== Text excerpt ==
--*--
Keywords: schizophrenia, reinforcement learning, dopamine, basal ganglia, orbitofrontal cortex, anhedonia
INTRODUCTION
Many people with schizophrenia (PSZ) suffer from a reduced tendency to engage in goal-directed behavior (1, 2), termed amotivation, or avolition. These deficits in motivation can contribute substantially to poor functional capacity and quality of life (3-5). One explanatory suggests that motivational deficits result from a specific impairment in the ability to precisely represent the value of an action or choice (expected value; EV) coupled with overreliance on “value-less” stimulus-response associations (6-8). Support for this computational account, however, comes from studies using reinforcement learning (RL) paradigms in which reward probability (the chance of obtaining a reward) solely determines EV. Importantly, other evidence indicates that EV estimation deficits in PSZ (with motivational deficits) are most prominent when EV depends on the successful integration of reward magnitude (size) and probability.
One important line of evidence suggesting prominent deficits in EV representation comes from the Iowa Gambling Task (IGT; (9)), in which participants select from four card decks with varying reward magnitude and probability. Performance deficits on this task, in PSZ, are driven by a reduced ability to integrate long-term outcome magnitude and probability (10-12). These deficits extend to contexts in which participants choose between earning a small certain reward or gamble for a larger reward (a “framing” task) (13). When reward magnitude and probability vary continuously, impaired EV computations in PSZ with motivational deficits are primarily driven by decreased sensitivity to reward magnitude (14). In contrast, PSZ can optimize task performance eventually if they learn about reward probability (15). Thus, the available evidence suggests that probability-magnitude integration deficits in PSZ (with motivational deficits) may be driven by impaired sensitivity to reward magnitude specifically, and somewhat spared tracking of reward probability. To date, however, the computational mechanisms associated with an inability to integrate reward probability and magnitude into the estimation of EV has never been investigated. The goal of the current study was to use computational modeling to provide a mechanistic account of probability-magnitude integration deficits in PSZ.
--*--
== Data for review ==
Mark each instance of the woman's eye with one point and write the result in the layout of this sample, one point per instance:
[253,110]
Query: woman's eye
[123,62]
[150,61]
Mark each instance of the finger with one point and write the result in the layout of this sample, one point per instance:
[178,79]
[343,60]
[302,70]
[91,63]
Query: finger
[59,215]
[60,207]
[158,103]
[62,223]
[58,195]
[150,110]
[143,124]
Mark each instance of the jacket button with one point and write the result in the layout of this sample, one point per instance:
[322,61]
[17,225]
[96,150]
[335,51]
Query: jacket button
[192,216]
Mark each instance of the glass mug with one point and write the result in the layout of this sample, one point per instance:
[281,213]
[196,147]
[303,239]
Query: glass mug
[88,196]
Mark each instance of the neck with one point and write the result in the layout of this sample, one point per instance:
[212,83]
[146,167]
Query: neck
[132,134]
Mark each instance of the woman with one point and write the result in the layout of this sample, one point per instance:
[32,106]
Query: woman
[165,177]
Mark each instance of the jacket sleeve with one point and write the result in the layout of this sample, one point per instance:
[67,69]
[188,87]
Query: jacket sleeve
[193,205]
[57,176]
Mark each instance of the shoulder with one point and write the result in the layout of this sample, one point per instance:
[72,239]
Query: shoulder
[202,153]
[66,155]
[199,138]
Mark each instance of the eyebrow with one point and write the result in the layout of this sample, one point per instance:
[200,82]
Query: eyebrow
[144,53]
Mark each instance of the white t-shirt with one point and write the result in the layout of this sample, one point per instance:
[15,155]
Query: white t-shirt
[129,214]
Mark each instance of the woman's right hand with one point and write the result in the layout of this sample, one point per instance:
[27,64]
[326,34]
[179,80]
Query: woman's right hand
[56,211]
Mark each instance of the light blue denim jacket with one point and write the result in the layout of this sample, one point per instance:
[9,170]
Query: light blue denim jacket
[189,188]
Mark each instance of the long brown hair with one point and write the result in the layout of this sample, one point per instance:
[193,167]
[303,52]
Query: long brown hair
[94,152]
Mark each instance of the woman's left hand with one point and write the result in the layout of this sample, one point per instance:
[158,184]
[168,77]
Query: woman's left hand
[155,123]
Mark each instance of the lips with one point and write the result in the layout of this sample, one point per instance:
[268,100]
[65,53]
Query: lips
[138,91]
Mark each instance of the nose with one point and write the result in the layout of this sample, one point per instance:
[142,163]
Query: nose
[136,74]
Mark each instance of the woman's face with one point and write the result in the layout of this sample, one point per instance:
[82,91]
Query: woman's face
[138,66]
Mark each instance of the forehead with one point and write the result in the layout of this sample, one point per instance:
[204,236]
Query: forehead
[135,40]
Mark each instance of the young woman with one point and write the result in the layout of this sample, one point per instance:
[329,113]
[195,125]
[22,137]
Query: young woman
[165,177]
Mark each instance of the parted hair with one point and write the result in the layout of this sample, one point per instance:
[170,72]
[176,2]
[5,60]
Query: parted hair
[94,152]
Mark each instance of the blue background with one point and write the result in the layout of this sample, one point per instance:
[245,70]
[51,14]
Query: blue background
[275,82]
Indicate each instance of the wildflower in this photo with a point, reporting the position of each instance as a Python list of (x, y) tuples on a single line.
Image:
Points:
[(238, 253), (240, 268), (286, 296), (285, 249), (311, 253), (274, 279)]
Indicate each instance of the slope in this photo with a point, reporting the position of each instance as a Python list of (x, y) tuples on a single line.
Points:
--*--
Can you condense the paragraph of the schizophrenia text that begins "Many people with schizophrenia (PSZ)" into a short bulleted list of its main facts? Rely only on the text about schizophrenia, not on the records.

- Many people with schizophrenia (PSZ) show a reduced tendency toward goal-directed behavior, called amotivation or avolition.
- These motivational deficits can substantially worsen functional capacity and quality of life.
- One account holds that they stem from impaired representation of expected value (EV) combined with overreliance on "value-less" stimulus-response associations.
- Support for this account comes from reinforcement learning studies in which EV is set only by reward probability.
- Other evidence shows that EV deficits in PSZ with motivational deficits are most prominent when EV requires integrating reward magnitude and probability.